**THE EXERCISE:** On the Skill Distiller page, how many real samples does the grounding check require before a SKILL.md is generated?

**SUPPLIED PASSAGE:**
- - - -

Skill Distiller

Workflows

Distill successful workflows into reusable skills with quality gates. Use after completing multi-step tasks to evaluate if the workflow should be saved. Triggers: 'distill this', 'save as skill', 'make this reusable', or automatically at end of complex tasks. Evaluates novelty, success, reuse potential AND grounding (≥10 real samples) before generating SKILL.md. Includes IP boundary check (private vs shared classification), trigger keyword discipline, and pre-publish vet for skills going to public registries. Prevents skill bloat through 4-question quality gates and the 'sycophancy of completeness' anti-pattern.

Install

openclaw skills install auto-skill-distiller

Skill Distiller

Turn successful workflows into reusable skills — with discipline, not enthusiasm.

Built on agentic learning-loop patterns. Hardened by 30+ skill-creation incidents (some real, some embarrassing).

- - - -

**SUPPLIED ENTRIES:**
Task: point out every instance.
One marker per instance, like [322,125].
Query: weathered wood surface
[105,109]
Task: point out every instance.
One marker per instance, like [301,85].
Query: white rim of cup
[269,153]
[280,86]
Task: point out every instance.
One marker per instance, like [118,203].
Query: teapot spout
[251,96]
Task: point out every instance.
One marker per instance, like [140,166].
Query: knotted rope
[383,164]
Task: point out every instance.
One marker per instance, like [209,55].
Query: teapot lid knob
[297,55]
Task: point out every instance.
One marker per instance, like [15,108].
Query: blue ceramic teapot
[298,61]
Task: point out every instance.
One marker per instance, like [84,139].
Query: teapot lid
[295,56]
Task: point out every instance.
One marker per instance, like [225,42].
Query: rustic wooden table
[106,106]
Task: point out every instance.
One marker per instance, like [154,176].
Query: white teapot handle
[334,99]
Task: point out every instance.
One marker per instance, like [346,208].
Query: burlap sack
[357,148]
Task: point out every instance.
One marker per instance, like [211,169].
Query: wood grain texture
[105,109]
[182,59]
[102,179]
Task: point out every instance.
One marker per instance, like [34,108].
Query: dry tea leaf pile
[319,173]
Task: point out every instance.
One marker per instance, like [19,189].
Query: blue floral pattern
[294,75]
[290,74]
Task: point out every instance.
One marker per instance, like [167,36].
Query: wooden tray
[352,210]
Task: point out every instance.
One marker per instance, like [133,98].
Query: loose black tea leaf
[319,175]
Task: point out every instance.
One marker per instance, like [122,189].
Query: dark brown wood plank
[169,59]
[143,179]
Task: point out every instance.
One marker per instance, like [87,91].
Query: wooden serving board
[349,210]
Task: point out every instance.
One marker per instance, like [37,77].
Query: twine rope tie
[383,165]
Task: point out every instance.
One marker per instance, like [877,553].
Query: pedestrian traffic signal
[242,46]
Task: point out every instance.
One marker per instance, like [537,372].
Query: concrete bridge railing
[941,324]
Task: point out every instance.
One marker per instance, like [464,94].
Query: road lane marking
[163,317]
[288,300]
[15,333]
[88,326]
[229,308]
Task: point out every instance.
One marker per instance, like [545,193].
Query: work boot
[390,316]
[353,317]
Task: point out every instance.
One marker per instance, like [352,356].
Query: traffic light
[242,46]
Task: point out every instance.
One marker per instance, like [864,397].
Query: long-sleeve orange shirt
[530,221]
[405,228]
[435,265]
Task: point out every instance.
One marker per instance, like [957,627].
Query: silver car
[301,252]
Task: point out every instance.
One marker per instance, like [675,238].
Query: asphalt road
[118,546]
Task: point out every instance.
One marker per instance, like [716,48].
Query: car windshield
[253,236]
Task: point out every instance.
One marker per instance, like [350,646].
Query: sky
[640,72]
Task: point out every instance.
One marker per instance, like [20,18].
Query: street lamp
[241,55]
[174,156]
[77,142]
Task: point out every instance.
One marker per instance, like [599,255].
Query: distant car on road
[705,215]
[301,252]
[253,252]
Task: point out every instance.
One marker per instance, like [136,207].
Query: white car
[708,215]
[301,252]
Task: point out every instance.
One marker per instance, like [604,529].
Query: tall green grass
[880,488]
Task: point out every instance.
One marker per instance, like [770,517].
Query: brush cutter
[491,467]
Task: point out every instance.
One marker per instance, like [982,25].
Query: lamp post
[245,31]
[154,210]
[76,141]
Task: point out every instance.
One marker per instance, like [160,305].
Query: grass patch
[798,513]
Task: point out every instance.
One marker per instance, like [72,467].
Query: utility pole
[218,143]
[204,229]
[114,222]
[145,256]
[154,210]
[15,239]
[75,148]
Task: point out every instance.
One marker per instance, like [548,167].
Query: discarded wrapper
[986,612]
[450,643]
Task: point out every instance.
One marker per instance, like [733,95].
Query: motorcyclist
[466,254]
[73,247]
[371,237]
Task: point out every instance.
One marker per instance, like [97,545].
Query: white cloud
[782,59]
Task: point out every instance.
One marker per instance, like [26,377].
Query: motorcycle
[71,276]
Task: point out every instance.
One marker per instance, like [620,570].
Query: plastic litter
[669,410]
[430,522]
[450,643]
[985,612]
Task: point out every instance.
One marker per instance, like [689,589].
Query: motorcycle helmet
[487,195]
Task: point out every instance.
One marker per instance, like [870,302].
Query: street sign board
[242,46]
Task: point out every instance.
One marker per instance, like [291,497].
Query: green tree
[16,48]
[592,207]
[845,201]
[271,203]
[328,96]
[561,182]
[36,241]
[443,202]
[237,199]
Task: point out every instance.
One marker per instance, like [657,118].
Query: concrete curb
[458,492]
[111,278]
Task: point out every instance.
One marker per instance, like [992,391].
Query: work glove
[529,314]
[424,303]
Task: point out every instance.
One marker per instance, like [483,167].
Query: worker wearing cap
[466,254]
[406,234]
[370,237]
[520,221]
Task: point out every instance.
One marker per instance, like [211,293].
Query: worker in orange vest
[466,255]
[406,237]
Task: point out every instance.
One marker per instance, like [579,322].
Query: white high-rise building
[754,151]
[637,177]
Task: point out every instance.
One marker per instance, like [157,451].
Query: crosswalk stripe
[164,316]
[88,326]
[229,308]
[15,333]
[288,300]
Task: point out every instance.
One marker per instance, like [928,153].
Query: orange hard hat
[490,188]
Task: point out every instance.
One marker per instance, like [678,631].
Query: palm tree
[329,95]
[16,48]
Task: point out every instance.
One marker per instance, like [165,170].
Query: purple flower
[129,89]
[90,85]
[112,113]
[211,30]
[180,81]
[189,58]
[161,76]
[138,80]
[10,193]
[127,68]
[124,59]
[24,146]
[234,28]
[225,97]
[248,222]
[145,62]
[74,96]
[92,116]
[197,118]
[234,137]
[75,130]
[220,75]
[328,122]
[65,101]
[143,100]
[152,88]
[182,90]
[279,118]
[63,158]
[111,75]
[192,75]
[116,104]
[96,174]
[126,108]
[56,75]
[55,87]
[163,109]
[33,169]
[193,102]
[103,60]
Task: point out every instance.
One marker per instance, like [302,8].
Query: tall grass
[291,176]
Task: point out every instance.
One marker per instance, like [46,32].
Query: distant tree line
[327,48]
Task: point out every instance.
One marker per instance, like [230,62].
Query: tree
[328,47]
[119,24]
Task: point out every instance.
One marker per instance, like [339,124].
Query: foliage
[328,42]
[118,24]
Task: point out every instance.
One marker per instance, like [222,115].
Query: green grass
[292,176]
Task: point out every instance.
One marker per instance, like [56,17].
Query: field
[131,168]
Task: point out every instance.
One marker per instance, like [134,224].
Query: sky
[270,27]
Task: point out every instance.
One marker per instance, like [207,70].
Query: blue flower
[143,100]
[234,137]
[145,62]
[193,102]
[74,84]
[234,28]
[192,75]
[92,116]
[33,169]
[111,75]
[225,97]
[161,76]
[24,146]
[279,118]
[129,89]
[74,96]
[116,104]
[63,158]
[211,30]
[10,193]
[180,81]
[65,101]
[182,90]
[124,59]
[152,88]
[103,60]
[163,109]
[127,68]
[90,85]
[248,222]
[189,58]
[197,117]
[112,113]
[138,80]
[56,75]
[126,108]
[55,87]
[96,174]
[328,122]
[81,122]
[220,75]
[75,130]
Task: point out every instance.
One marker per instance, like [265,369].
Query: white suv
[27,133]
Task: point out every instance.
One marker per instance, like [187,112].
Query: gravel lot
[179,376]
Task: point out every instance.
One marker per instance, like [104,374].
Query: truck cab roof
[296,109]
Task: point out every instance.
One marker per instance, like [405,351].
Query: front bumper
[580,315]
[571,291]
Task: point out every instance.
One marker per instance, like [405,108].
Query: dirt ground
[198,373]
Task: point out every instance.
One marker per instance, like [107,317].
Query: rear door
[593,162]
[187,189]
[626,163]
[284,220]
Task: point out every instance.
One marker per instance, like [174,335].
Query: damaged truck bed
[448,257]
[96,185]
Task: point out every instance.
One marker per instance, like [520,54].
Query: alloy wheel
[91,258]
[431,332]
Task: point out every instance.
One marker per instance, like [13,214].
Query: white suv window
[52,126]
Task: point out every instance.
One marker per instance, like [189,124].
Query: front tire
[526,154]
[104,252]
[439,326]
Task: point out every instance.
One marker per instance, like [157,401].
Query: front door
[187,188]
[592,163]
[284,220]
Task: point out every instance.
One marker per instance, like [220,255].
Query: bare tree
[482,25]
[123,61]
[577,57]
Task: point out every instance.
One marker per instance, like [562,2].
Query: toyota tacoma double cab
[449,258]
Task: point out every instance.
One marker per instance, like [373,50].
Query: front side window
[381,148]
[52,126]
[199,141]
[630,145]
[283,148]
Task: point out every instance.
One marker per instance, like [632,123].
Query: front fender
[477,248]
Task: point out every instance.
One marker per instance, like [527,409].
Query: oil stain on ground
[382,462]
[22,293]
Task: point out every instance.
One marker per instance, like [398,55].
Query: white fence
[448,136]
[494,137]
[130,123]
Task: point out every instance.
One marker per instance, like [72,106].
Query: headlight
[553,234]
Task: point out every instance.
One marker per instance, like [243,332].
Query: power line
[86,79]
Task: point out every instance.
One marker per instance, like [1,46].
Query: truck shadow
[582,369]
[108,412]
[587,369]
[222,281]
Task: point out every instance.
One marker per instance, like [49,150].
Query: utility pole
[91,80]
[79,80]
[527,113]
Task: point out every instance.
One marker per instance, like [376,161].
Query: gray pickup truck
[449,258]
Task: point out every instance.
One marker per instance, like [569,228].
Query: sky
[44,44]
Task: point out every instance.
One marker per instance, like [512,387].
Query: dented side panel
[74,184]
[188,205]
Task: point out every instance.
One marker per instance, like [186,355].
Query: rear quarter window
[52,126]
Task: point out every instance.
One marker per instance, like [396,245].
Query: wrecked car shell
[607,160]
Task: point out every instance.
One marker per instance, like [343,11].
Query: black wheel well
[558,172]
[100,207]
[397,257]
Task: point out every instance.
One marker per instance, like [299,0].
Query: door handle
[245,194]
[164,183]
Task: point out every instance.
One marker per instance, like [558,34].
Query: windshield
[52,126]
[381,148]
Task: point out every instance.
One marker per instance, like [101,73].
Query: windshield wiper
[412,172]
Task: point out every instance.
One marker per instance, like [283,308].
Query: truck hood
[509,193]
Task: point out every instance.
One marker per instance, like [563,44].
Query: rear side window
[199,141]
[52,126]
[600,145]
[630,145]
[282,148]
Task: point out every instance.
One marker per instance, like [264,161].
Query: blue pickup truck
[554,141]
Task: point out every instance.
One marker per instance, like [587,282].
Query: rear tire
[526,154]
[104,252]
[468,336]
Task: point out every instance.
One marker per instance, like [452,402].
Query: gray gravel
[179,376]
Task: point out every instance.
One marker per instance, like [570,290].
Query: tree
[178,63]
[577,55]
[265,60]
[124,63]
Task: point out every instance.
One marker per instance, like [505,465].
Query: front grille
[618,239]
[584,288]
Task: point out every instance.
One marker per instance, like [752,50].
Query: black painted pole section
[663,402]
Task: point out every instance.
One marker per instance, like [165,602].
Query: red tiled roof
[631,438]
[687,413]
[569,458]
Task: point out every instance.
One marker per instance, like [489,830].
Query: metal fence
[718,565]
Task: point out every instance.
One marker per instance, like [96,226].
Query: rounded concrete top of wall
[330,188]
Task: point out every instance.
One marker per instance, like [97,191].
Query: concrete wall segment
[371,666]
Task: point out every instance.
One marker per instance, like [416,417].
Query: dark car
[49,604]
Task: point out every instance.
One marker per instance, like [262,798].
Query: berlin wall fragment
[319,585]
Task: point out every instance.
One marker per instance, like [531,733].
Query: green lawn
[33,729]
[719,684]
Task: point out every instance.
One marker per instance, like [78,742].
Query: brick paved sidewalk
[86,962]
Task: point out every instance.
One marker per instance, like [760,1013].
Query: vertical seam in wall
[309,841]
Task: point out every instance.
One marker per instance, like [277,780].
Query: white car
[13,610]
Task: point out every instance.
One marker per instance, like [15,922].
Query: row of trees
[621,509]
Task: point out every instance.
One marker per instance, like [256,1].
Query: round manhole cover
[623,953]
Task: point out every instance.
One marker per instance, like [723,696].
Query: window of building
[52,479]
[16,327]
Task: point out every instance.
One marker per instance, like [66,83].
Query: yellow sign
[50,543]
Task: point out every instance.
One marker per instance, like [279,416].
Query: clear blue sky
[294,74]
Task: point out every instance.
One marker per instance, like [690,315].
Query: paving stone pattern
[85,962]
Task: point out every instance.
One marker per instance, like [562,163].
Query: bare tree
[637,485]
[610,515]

- - - -

**EXERCISE ANSWER:** At least 10 real samples.